Отрывок документа:
Евреев обвиняли и в том, что они были революционерами, и в том, что они были капиталистами – то есть различные фобии подгонялись к общему знаменателю. Естественно, большинство евреев не принадлежало ни к одной из этих категорий, будучи представителями средних или низших слоев общества. У евреев не было никаких территориальных владений или притязаний, за ними не стояла никакая военная сила, и они вовсе не контролировали немецкую национальную экономику – хотя бы потому, что не составляли единой сущности. Они соблюдали еврейские традиции, но лишь как частные лица, в рамках малых религиозных общин, причем воззрения представителей этих общин зачастую противоречили друг другу; что же касается светских евреев или атеистов, то они вообще держались в стороне от любой из еврейских общин.

Во всех иных известных нам случаях мотивацией геноцида служили конкретные конфликты – националистические, как в случае армянской резни, или борьба за власть, территории, природные богатства, как в случае Руанды. Но мотивация Катастрофы, впервые в мировой истории, была абсолютно вымышленной.

Записи:

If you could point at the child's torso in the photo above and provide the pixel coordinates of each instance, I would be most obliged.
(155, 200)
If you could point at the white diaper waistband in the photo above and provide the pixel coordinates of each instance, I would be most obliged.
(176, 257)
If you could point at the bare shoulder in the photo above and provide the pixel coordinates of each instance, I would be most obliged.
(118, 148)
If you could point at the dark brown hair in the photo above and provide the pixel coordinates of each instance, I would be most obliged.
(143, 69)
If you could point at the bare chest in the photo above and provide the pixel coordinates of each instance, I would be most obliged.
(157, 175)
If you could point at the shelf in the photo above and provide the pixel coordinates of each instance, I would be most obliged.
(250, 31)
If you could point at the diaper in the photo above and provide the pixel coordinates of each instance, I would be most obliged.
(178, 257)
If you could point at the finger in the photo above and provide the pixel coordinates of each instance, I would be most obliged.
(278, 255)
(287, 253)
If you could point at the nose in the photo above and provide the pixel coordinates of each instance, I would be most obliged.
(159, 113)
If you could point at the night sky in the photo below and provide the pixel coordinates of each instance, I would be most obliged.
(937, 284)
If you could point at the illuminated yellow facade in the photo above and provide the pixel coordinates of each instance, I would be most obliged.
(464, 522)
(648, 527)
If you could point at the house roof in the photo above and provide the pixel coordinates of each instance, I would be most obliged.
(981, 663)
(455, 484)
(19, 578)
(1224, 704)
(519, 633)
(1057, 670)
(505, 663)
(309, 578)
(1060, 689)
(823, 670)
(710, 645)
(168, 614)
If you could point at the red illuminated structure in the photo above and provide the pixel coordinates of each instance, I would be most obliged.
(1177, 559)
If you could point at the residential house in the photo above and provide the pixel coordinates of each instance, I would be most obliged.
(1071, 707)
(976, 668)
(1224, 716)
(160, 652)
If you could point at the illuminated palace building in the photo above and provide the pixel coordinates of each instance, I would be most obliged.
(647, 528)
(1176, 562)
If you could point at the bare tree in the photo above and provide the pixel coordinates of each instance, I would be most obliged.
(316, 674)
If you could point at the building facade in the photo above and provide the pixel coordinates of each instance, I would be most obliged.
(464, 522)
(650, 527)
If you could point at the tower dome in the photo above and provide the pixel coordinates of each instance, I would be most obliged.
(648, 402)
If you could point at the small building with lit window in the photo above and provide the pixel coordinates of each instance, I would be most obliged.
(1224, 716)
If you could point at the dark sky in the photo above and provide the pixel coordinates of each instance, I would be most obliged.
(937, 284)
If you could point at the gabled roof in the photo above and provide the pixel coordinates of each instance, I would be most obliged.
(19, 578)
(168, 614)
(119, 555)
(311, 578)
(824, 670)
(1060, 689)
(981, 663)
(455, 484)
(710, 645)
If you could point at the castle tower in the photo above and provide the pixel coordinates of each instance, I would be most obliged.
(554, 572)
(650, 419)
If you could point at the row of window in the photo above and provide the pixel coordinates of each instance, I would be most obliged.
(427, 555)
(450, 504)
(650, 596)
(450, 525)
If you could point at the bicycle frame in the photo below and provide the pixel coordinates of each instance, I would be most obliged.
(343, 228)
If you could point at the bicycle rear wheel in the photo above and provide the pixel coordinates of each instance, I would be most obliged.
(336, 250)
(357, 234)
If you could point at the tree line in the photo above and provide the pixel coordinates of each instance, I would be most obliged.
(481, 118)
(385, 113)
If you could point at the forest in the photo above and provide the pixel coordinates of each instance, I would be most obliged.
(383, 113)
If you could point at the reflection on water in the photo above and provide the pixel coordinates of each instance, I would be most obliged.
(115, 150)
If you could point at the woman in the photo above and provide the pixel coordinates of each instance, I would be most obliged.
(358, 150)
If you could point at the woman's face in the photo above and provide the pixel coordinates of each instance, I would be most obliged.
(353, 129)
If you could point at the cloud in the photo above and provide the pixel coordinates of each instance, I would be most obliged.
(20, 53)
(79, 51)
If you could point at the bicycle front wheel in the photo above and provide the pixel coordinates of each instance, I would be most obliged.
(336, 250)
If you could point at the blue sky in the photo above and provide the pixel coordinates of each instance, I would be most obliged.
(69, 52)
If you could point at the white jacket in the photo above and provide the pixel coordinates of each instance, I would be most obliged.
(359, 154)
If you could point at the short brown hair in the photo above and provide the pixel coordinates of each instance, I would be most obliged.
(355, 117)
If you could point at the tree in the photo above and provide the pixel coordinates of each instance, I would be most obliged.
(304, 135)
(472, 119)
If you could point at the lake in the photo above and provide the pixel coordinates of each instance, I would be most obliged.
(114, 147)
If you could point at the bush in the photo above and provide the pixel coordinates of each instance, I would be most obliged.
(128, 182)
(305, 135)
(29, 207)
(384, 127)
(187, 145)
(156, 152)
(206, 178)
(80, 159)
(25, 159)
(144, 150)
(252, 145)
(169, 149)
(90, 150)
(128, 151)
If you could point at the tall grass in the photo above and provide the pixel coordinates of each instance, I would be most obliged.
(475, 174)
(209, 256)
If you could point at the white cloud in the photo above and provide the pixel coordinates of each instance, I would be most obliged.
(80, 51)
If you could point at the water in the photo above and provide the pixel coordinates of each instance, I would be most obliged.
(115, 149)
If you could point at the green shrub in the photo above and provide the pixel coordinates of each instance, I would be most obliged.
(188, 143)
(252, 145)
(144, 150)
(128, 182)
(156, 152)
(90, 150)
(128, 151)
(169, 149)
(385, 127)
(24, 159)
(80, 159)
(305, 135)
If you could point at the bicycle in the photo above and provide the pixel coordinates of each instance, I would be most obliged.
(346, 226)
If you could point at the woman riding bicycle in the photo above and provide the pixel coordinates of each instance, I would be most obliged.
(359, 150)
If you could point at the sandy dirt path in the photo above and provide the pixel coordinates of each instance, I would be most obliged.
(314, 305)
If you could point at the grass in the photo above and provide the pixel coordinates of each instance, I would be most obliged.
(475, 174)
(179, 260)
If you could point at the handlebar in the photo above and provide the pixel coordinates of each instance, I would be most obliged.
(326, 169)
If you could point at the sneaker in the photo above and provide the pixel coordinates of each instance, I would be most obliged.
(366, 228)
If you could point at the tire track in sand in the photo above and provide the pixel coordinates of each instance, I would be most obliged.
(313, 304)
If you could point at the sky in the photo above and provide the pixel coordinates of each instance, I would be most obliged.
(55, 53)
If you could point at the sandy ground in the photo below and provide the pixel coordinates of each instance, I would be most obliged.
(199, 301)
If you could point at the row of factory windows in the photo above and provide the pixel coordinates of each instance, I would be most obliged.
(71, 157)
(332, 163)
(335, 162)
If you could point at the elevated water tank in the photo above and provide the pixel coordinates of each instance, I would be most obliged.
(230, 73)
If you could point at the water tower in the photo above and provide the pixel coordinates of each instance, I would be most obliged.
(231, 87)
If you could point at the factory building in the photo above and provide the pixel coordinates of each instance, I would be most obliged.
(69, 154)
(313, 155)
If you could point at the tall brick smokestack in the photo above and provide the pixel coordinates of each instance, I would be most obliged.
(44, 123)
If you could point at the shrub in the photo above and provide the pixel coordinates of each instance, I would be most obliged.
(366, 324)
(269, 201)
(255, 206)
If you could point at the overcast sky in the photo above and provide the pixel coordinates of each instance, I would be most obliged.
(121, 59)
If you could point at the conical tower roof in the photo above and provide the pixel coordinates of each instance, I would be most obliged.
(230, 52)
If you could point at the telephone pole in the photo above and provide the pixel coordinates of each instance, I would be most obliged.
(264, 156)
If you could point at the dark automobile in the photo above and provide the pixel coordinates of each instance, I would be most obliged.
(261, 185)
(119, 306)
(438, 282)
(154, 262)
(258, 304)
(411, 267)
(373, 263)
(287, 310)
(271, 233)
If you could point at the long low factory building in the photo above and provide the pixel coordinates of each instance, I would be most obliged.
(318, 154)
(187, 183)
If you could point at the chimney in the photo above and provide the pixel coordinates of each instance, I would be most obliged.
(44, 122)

Задания:
(A) Почему, согласно отрывку о Катастрофе, евреи не могли контролировать немецкую национальную экономику? Объясните в одном–трёх предложениях.
(B) В отрывке о Катастрофе замените «конкретные» на «реальные» и приведите фрагмент, начиная со слов «Во всех иных» и далее вплоть до «была абсолютно вымышленной.».
(C) Напишите продолжение отрывка о Катастрофе, начав сразу после его последнего предложения.

Ответы:
(A) Евреи не контролировали немецкую национальную экономику хотя бы потому, что не составляли единой сущности.

(B)
Во всех иных известных нам случаях мотивацией геноцида служили реальные конфликты – националистические, как в случае армянской резни, или борьба за власть, территории, природные богатства, как в случае Руанды. Но мотивация Катастрофы, впервые в мировой истории, была абсолютно вымышленной.

(C)
Говоря о беспрецедентных характеристиках Катастрофы, следует добавить еще один аспект: хотя

КОНЦЕНТРАЦИОННЫЙ ЛАГЕРЬ НЕ ЯВЛЯЕТСЯ ИЗОБРЕТЕНИЕМ НАЦИСТОВ,

но они, безусловно, внесли в его практику много качественно нового. Не только смерть и страдания царили в этих лагерях, но и изощренная система разложения и уничтожения человеческой личности как таковой путем манипулирования основными физиологическими потребностями. Это не имеет прецедентов в истории. Верно, что эта преступная практика осуществлялась не только по отношению к евреям, но именно евреи пребывали в последнем кругу этого ада. Нацисты стремились лишить евреев человеческого образа и подобия, но последовательная политика полной дегуманизации превратила их самих в чудовища, которым нет места в человеческом обществе.

Что создали нацисты? Где их литература, архитектура, художественное и философское наследие? Нацистский Рейх прекратил свое существование, ушел в небытие, оставив после себя лишь руины концлагерей; величайшее «достижение» нацизма, памятник его эпохе – лагерь массового уничтожения Освенцим.

Катастрофа европейского еврейства не имела прецедентов в истории, сейчас это начинают осознавать во всем мире. Мы говорим о совершенно особом случае геноцида – всеобщем, глобальном, основанном исключительно на идеологии. Все это может повториться. Пусть не буквально в том же виде, но очень похожем. Я не берусь предугадать, кому в следующий раз будет отведена роль евреев и кому – немцев.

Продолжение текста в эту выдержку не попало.